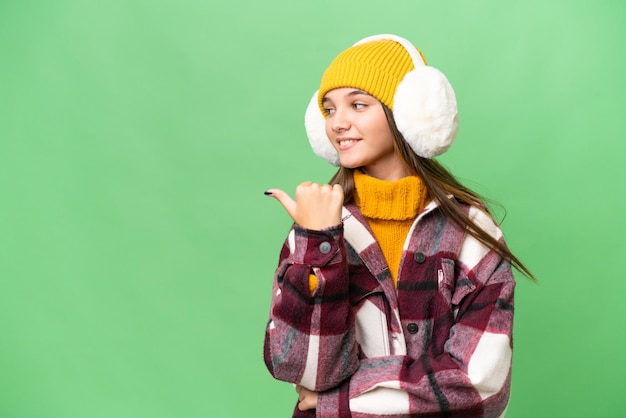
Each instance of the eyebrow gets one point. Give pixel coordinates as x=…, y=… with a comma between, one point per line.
x=355, y=92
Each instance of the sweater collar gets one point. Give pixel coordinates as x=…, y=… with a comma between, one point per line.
x=398, y=200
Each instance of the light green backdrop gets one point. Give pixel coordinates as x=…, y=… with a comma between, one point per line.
x=137, y=138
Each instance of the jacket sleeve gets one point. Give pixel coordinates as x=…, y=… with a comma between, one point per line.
x=310, y=336
x=470, y=378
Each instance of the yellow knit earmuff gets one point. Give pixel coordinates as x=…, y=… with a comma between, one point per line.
x=421, y=98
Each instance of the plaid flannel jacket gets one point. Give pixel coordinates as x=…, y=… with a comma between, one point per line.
x=438, y=344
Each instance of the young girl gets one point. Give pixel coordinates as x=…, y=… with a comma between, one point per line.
x=394, y=291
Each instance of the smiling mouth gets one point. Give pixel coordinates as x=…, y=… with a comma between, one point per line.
x=345, y=143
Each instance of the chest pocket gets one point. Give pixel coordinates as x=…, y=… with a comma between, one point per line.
x=371, y=324
x=454, y=285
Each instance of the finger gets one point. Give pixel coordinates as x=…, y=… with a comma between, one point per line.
x=284, y=199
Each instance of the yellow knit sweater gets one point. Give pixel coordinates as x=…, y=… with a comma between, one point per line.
x=390, y=207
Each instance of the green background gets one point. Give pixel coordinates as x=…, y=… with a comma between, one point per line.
x=137, y=138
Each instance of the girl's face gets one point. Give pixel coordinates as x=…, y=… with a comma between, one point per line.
x=358, y=129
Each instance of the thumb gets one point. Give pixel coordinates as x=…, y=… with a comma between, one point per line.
x=284, y=199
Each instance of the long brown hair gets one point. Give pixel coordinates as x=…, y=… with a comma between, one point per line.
x=440, y=184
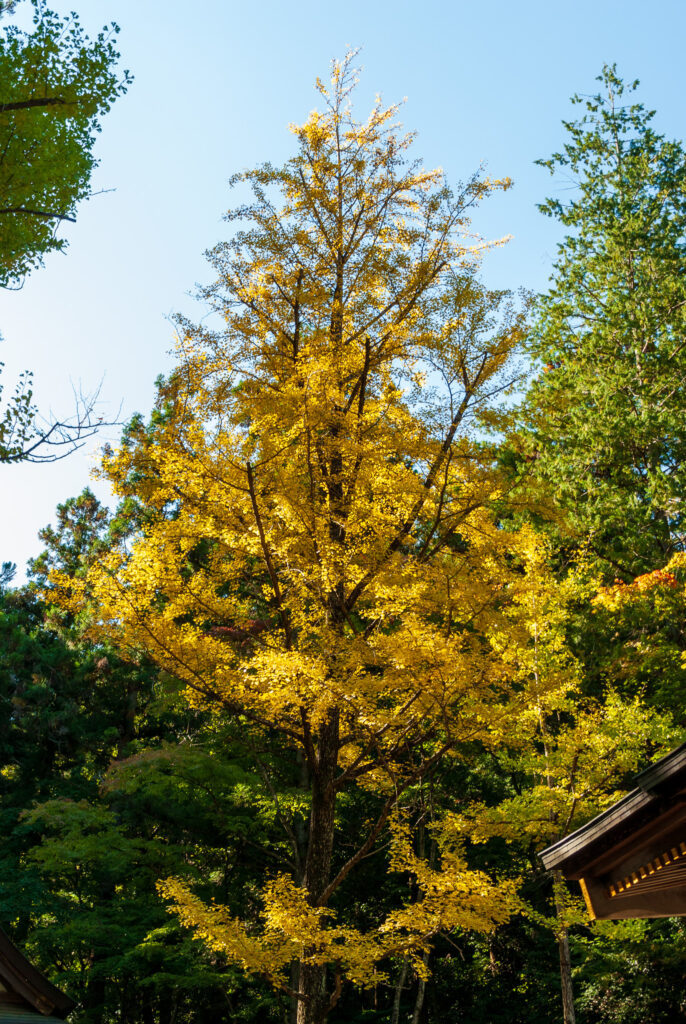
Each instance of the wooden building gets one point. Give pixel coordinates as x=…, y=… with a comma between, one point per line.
x=26, y=996
x=631, y=859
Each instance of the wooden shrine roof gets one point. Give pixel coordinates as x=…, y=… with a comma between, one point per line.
x=631, y=859
x=25, y=993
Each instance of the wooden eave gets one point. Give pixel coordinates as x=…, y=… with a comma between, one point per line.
x=661, y=787
x=631, y=859
x=20, y=977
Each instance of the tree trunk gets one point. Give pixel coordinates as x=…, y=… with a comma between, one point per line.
x=313, y=1001
x=421, y=992
x=568, y=1015
x=395, y=1015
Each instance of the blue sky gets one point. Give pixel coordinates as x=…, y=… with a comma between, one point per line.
x=216, y=85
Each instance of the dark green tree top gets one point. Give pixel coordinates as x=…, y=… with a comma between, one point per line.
x=608, y=408
x=55, y=84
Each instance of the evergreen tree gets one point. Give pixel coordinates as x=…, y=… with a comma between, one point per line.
x=607, y=411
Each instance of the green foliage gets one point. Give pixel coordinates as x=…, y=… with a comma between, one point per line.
x=56, y=85
x=607, y=412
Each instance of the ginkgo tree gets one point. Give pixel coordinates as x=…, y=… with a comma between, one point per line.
x=317, y=554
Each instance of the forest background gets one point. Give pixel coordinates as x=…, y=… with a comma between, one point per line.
x=108, y=767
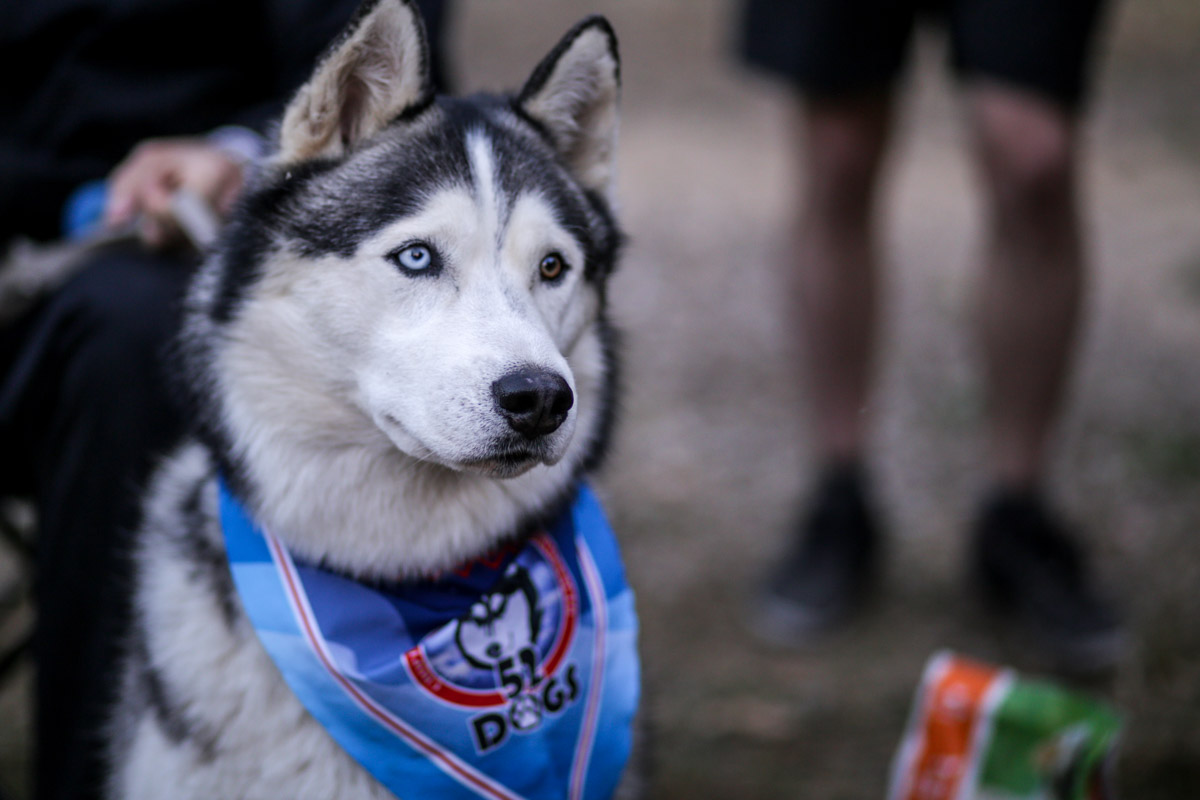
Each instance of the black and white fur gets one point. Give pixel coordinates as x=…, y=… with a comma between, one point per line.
x=349, y=401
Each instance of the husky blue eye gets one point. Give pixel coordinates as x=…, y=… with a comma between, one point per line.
x=414, y=258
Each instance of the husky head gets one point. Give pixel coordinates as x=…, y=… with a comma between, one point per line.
x=402, y=336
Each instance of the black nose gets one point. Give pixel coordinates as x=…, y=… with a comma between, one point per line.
x=533, y=401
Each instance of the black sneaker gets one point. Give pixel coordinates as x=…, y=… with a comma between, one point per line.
x=823, y=578
x=1027, y=566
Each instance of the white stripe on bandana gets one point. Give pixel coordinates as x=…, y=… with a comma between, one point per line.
x=513, y=677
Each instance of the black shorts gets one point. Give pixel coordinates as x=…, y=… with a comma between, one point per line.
x=843, y=47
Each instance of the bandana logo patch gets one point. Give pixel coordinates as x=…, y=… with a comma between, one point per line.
x=507, y=653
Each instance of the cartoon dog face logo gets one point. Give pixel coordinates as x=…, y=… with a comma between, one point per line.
x=503, y=625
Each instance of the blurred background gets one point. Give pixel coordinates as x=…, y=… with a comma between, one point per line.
x=711, y=455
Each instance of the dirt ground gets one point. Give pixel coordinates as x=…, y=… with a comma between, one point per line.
x=711, y=457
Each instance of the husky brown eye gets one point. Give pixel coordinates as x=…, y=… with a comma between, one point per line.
x=552, y=266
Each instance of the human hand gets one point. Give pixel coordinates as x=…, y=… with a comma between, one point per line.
x=141, y=187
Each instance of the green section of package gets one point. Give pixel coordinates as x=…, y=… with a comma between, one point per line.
x=1045, y=743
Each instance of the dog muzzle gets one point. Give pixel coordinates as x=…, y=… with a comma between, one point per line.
x=513, y=677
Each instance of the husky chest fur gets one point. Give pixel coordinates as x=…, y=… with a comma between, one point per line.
x=401, y=371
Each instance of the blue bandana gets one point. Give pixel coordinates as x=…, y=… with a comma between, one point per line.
x=513, y=677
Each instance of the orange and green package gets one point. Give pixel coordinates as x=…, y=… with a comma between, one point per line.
x=979, y=732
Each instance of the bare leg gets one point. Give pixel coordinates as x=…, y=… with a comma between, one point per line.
x=825, y=575
x=1033, y=282
x=844, y=144
x=1033, y=276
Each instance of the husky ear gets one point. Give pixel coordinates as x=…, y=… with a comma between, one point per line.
x=573, y=95
x=375, y=71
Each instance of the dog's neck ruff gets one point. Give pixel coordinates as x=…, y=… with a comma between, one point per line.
x=513, y=677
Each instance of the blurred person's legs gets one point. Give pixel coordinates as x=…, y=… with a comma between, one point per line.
x=1024, y=112
x=826, y=572
x=83, y=415
x=845, y=58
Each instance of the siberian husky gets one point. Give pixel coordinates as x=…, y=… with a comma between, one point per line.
x=401, y=370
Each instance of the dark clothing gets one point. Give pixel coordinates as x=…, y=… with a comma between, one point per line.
x=84, y=413
x=840, y=47
x=85, y=80
x=83, y=417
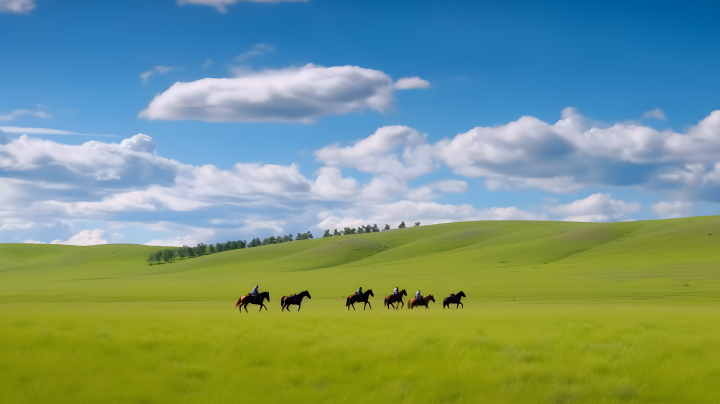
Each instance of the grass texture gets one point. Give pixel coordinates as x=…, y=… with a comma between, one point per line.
x=556, y=312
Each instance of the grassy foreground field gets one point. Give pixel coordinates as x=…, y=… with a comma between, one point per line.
x=556, y=313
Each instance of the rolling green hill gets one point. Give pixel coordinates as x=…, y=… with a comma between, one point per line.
x=556, y=312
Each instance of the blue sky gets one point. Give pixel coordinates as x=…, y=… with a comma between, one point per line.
x=268, y=118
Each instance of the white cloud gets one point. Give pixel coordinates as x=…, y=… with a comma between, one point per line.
x=221, y=5
x=257, y=50
x=294, y=94
x=85, y=237
x=656, y=113
x=669, y=210
x=31, y=241
x=17, y=6
x=156, y=70
x=596, y=208
x=564, y=157
x=20, y=112
x=45, y=131
x=410, y=83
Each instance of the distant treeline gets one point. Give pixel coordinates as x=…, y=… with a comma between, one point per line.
x=169, y=254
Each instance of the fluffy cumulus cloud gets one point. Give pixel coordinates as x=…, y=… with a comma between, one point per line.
x=597, y=208
x=294, y=94
x=130, y=185
x=670, y=210
x=85, y=237
x=563, y=157
x=17, y=6
x=221, y=5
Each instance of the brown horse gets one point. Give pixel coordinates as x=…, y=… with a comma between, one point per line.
x=454, y=299
x=352, y=299
x=244, y=300
x=426, y=302
x=286, y=301
x=389, y=300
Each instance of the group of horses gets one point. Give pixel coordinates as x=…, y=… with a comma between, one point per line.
x=390, y=301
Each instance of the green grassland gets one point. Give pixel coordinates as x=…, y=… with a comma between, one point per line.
x=556, y=312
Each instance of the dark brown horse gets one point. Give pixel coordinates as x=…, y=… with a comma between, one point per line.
x=286, y=301
x=425, y=302
x=244, y=300
x=352, y=299
x=390, y=300
x=454, y=299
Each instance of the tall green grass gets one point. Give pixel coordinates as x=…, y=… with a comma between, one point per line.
x=556, y=313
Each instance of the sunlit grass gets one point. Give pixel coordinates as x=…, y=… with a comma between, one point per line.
x=556, y=313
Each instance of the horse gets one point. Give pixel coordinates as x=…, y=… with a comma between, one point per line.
x=426, y=300
x=352, y=299
x=389, y=300
x=454, y=299
x=244, y=300
x=286, y=301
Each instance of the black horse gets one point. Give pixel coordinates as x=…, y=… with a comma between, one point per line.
x=286, y=301
x=352, y=299
x=454, y=299
x=389, y=300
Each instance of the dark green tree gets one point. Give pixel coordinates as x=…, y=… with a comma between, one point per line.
x=201, y=249
x=168, y=254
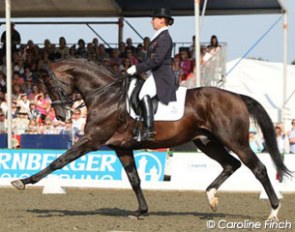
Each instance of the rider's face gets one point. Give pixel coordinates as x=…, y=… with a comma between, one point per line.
x=158, y=23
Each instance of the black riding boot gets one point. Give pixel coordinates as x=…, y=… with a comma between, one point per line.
x=148, y=116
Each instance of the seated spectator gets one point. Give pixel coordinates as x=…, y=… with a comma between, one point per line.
x=16, y=91
x=3, y=82
x=32, y=127
x=192, y=52
x=3, y=122
x=205, y=56
x=91, y=52
x=34, y=92
x=46, y=127
x=20, y=123
x=101, y=53
x=42, y=105
x=3, y=102
x=47, y=46
x=14, y=109
x=23, y=103
x=255, y=143
x=81, y=50
x=17, y=79
x=291, y=137
x=125, y=65
x=19, y=65
x=63, y=50
x=33, y=113
x=214, y=46
x=185, y=65
x=3, y=65
x=115, y=57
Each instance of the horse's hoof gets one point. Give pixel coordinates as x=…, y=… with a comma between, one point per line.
x=138, y=215
x=213, y=204
x=18, y=184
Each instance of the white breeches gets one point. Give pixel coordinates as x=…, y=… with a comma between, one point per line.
x=148, y=88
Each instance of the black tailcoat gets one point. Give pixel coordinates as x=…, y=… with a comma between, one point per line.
x=159, y=62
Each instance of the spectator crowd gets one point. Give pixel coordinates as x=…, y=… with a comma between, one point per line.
x=31, y=107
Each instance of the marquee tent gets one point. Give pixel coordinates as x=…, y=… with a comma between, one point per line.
x=263, y=81
x=134, y=8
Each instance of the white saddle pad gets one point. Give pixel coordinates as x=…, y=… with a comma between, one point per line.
x=171, y=112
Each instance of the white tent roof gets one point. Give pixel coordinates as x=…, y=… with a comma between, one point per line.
x=264, y=82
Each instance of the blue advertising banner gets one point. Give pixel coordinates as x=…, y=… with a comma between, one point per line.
x=100, y=165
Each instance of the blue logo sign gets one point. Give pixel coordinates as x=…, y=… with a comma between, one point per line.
x=100, y=165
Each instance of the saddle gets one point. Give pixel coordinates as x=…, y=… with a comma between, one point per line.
x=136, y=103
x=172, y=112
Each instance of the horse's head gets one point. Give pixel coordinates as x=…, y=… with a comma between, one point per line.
x=59, y=91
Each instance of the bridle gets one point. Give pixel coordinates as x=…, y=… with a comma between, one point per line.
x=65, y=100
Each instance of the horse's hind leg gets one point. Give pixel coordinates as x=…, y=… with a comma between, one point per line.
x=127, y=159
x=215, y=150
x=250, y=159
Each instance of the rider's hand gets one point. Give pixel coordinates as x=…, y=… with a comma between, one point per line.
x=132, y=70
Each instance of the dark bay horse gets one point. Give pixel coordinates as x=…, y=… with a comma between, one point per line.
x=217, y=121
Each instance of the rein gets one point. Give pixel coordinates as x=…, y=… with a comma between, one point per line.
x=65, y=100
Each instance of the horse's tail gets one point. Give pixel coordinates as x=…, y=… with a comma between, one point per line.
x=260, y=116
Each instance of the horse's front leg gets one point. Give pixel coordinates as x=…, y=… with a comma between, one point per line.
x=127, y=159
x=84, y=145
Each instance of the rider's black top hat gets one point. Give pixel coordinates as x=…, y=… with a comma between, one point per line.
x=163, y=12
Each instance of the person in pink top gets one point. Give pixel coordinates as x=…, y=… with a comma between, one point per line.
x=42, y=105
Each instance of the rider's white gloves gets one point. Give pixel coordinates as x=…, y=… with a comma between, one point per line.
x=132, y=70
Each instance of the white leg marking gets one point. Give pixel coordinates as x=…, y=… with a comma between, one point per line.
x=274, y=214
x=213, y=201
* * *
Update the data from the line containing "Each instance of the yellow knit earmuff" through the line containing "x=438, y=344" by changing "plaid flannel jacket" to "plaid flannel shirt" and leaving everything else unchanged. Return only those lines.

The reply:
Each instance of the yellow knit earmuff gets one point. Give pixel coordinates as x=…, y=… with a comma between, one point per line.
x=421, y=98
Each instance of the plaid flannel shirt gets one point. Give pixel coordinates as x=…, y=… with a comma between, one point per line.
x=438, y=344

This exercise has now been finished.